═════ Raw data ═════
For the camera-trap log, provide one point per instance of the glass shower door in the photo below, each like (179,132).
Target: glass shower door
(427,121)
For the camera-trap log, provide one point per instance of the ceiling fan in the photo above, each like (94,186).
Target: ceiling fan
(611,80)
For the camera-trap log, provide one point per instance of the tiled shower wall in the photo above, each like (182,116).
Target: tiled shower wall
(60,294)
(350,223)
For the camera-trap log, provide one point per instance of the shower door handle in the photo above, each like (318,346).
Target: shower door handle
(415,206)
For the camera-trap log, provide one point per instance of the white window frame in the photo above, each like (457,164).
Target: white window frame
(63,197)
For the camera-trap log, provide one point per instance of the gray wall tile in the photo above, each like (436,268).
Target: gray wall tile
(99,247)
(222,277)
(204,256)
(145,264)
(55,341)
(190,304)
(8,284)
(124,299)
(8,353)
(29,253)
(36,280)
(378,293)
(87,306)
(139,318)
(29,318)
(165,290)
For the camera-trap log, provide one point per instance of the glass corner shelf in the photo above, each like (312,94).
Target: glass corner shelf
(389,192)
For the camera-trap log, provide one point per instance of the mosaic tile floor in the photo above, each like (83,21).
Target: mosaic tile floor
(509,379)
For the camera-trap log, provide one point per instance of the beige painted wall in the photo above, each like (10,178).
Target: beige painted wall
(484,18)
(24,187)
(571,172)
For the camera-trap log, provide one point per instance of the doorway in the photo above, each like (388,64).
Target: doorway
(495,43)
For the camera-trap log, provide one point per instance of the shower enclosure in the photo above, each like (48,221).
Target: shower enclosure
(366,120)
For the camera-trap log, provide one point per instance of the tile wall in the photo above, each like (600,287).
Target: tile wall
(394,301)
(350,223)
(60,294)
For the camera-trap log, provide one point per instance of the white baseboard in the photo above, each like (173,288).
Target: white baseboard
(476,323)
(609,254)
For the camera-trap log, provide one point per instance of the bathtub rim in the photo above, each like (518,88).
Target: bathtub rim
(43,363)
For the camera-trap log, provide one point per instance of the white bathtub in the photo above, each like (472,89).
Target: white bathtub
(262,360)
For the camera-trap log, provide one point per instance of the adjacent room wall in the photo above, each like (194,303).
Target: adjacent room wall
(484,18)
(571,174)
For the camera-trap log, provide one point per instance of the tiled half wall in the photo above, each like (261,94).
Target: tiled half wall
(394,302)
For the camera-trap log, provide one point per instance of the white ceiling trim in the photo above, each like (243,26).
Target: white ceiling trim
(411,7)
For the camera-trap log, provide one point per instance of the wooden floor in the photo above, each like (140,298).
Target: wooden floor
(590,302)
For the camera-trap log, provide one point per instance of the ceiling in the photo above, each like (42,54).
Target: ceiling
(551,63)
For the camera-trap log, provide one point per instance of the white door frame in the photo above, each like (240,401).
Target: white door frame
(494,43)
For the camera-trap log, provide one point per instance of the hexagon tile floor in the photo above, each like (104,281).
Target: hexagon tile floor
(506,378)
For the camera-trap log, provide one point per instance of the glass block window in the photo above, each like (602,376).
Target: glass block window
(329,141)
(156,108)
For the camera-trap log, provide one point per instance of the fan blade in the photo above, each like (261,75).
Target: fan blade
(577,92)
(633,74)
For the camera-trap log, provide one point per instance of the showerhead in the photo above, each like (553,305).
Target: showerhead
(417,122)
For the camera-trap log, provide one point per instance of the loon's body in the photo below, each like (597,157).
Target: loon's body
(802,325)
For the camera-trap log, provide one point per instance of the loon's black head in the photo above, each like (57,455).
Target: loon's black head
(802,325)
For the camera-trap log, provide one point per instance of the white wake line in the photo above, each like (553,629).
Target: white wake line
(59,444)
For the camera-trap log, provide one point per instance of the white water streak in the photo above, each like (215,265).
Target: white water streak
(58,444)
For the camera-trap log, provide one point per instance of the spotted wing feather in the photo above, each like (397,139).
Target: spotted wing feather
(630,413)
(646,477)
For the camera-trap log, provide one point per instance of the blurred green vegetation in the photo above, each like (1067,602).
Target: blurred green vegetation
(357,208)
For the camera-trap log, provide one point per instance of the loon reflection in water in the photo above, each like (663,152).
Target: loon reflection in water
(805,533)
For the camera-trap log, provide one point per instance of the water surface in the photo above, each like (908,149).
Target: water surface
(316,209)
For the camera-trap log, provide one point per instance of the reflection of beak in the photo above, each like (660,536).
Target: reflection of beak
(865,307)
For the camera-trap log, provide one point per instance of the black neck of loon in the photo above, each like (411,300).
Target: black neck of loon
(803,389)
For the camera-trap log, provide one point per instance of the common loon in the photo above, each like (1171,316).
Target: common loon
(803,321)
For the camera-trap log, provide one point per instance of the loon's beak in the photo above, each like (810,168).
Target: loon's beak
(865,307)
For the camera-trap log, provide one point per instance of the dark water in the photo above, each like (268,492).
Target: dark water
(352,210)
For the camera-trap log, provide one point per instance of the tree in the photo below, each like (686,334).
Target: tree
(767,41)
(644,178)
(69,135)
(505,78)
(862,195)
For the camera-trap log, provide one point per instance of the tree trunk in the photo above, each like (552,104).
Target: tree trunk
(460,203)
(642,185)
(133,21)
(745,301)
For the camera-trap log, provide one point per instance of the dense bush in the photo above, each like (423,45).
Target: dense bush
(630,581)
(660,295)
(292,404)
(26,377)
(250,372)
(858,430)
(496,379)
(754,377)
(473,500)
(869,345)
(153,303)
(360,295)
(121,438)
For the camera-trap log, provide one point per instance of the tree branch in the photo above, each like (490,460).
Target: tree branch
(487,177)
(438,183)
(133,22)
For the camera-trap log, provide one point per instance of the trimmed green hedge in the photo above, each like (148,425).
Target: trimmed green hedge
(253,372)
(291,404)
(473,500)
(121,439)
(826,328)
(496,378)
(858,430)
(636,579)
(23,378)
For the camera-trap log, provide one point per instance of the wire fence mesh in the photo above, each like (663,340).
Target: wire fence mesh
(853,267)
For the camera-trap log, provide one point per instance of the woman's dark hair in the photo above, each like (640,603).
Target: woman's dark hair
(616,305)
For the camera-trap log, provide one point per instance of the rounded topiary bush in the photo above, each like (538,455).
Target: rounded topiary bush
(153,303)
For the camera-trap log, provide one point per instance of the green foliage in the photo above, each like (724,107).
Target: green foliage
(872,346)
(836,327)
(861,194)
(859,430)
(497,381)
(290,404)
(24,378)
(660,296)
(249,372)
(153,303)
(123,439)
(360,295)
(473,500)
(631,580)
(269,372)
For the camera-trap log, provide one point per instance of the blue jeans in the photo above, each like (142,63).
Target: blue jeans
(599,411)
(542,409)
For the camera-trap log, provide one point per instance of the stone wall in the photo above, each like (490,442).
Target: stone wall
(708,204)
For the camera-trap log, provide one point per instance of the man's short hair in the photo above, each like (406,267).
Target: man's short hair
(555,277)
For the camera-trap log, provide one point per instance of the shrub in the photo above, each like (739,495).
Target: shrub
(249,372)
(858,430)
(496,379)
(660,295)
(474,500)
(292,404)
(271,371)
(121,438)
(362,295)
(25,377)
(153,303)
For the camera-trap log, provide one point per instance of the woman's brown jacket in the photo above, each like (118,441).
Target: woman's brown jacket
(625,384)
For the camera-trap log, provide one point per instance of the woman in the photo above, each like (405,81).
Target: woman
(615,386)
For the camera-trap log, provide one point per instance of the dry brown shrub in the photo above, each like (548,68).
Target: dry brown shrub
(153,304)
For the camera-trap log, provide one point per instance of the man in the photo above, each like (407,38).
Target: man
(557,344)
═════
• _Do this_: Return the entries above exactly, each one complete.

• _Response below_:
For the camera-trap log, provide one point per instance of the glass shower door in the photo below, each like (179,132).
Target: glass shower door
(427,121)
For the camera-trap log, provide one point per instance of the ceiling fan in the photo above, each like (94,186).
Target: ceiling fan
(611,80)
For the camera-trap log, provide one point per instance of the tiled shower wall in the photo above, each like (182,116).
Target: tiled shower wall
(60,294)
(350,223)
For the camera-trap log, provide one point per instance of the shower door handle in the photo above, each like (318,346).
Target: shower door handle
(415,206)
For the camera-trap log, provide one point per instance of the white window frame in the photo above, each like (457,164).
Target: white window frame
(63,197)
For the camera-trap log, provide one point per instance of the gray wall tile in the photo above, each like (436,268).
Target: gray wall tile
(99,247)
(222,277)
(204,256)
(145,264)
(55,341)
(190,304)
(8,284)
(124,299)
(8,353)
(29,253)
(36,280)
(378,293)
(87,306)
(139,318)
(29,318)
(165,290)
For the camera-trap log, provide one point per instance of the glass corner shelf in the photo above, each like (312,94).
Target: glass corner shelf
(389,192)
For the camera-trap log, provide one point per instance of the mosaic tile floor in the photo above, each like (83,21).
Target: mosaic tile floor
(509,379)
For the camera-trap log, provide one point per instance of the beige painted wall in the photo above, each like (10,178).
Target: beige painted wall
(484,18)
(24,187)
(571,172)
For the camera-trap log, provide one point per instance of the doorway in the photo above, each like (388,64).
Target: doorway
(495,43)
For the camera-trap log, provide one point per instance of the shower enclosure in the photo above, each like (48,221).
Target: shower enclosure
(366,120)
For the camera-trap log, provide one point per instance of the tile wall in the photo above, each like (600,287).
Target: tile wall
(394,301)
(350,223)
(60,294)
For the camera-trap log, provide one point per instance of the white baseboard in the photo above, each like (173,288).
Target: white baseboard
(476,323)
(609,254)
For the camera-trap log, provide one point per instance of the bathtub rim in the photo above, each like (518,88).
Target: bathtub rim
(43,363)
For the camera-trap log, provide one point per instance of the white bathtub in the photo above, each like (472,89).
Target: white bathtub
(262,360)
For the camera-trap log, provide one point per instance of the adjacent room wall in the photo above, each like (194,303).
Target: adjacent room wall
(484,18)
(571,174)
For the camera-trap log, provide one point per instance of the tiled half wall in the photo above, each like (261,94).
Target: tiled half wall
(394,302)
For the camera-trap log, provide one point per instance of the white ceiling trim in the photo above, each like (243,26).
Target: white ceiling trim
(411,7)
For the camera-trap log, provide one point per instance of the wooden floor in the photo above, each like (140,298).
Target: wooden floor
(590,302)
For the camera-trap log, provide one point per instance of the ceiling in the photo above, each like (42,54).
Target: ceiling
(551,63)
For the camera-trap log, provide one point per instance of the white door frame in the photo above, each like (240,401).
Target: white door frame
(494,43)
For the camera-trap log, provide one point per instance of the hexagon tile floor in the photo above, each like (104,281).
Target: hexagon tile floor
(506,378)
For the camera-trap log, provide one point per instance of the glass block window in the photo above, each like (602,376).
Target: glass block window
(329,141)
(156,108)
For the camera-trap log, provide one point per instance of the fan blade in the photo above, each like (261,75).
Target: fan blade
(577,92)
(633,74)
For the camera-trap log, provide one point per instance of the showerhead in the photo above, each like (553,305).
Target: showerhead
(417,122)
For the camera-trap log, provide one point per instance of the loon's body in the photo below, each like (597,157).
Target: loon's body
(802,325)
For the camera-trap log, provide one point per instance of the loon's black head in the photo above, each like (57,455).
Target: loon's black head
(802,325)
For the camera-trap log, provide one point per instance of the white wake line in the photo above, each like (553,629).
Target: white wake line
(59,444)
For the camera-trap log, provide one point per instance of the white water streak in the photo above, each like (215,265).
Target: white water streak
(58,444)
For the camera-trap log, provide one point per instance of the spotted wing feather in the photo above, each like (397,139).
Target: spotted wing feather
(630,413)
(646,477)
For the camera-trap log, provide one point per instance of the blurred green vegetation in the photo above, each like (1067,602).
Target: blurred green vegetation
(357,208)
For the camera-trap log, provide one point per instance of the loon reflection in water in the photo above, each like (663,152).
Target: loon reflection in water
(805,533)
For the camera-trap log, provide one point per instance of the water surface in the photo above, each like (908,149).
Target: water surface
(316,209)
For the camera-trap log, provide one point per instance of the reflection of beak in the photo above, each like (660,536).
Target: reflection of beak
(865,307)
For the camera-trap log, provide one point per instance of the black neck of loon in the photo above, each like (411,300).
Target: black neck of loon
(803,389)
For the camera-trap log, provide one point per instance of the common loon in the photo above, each like (1171,316).
Target: common loon
(803,321)
For the camera-trap log, provide one point per instance of the loon's beak in the photo above, each like (810,168).
Target: loon's beak
(865,307)
For the camera-trap log, provide one point per instance of the dark water in the photo above, each like (268,492).
Target: dark water
(352,210)
For the camera-trap log, provide one point per instance of the tree in the photo below, each like (686,334).
Target: tree
(767,41)
(644,178)
(69,135)
(505,78)
(862,195)
For the camera-trap log, provide one point per instance of the tree trunk in the photo above, each like (552,104).
Target: tree trunk
(460,203)
(642,185)
(133,21)
(745,301)
For the camera-trap log, provide one point per instance of the dense bush in the photo above, each like (423,45).
Target: dense bush
(630,581)
(660,295)
(292,404)
(26,377)
(250,372)
(858,430)
(496,379)
(754,377)
(473,500)
(869,345)
(153,303)
(360,295)
(121,438)
For the camera-trap log, provide one point per instance of the tree branch in the photo above, each like (490,460).
Target: tree branch
(487,177)
(438,183)
(133,22)
For the camera-trap log, provide one point per instance of the trimmed green hedge in the photo above, each like (148,425).
Target: trimmed green hedge
(253,372)
(291,404)
(473,500)
(121,439)
(826,328)
(496,378)
(858,430)
(636,579)
(23,378)
For the camera-trap log, provide one point per instance of the wire fence mesh in the photo above, each like (663,340).
Target: wire fence mesh
(853,267)
For the camera-trap log, provide one point per instance of the woman's dark hair in the photo above, each like (640,603).
Target: woman's dark hair
(616,305)
For the camera-trap log, provide one point per instance of the rounded topiary bush in the photo above, each like (538,455).
Target: rounded topiary bush
(153,303)
For the camera-trap log, provide one point per instance of the green foliage in the photo above, each like (724,107).
Target: green foliage
(872,346)
(836,327)
(861,194)
(859,430)
(497,381)
(290,404)
(24,378)
(660,296)
(249,372)
(153,303)
(123,439)
(360,295)
(473,500)
(631,580)
(269,372)
For the camera-trap log, provide one point per instance of the blue jeans in the photo above, each like (142,63).
Target: blue jeans
(599,411)
(542,409)
For the camera-trap log, provide one point per instance of the stone wall in the photo above, each like (490,442).
Target: stone wall
(708,204)
For the camera-trap log, provide one point per instance of the man's short hair in the photo above, each like (406,267).
Target: man's short hair
(555,277)
For the camera-trap log, provide one point per instance of the shrub in the photo above, each like (739,495).
Target: shrub
(249,372)
(858,430)
(496,379)
(660,295)
(474,500)
(292,404)
(271,371)
(121,438)
(362,295)
(25,377)
(153,303)
For the camera-trap log, provide one point per instance of the woman's brown jacket in the photo above, each like (118,441).
Target: woman's brown jacket
(625,384)
For the camera-trap log, provide one point per instance of the woman in the photo above, each like (405,81).
Target: woman
(615,386)
For the camera-trap log, provide one point per instance of the dry brown shrub in the photo above, each like (548,68).
Target: dry brown shrub
(153,304)
For the camera-trap log, provide one point per instance of the man in the photo above, each like (407,38).
Target: man
(557,344)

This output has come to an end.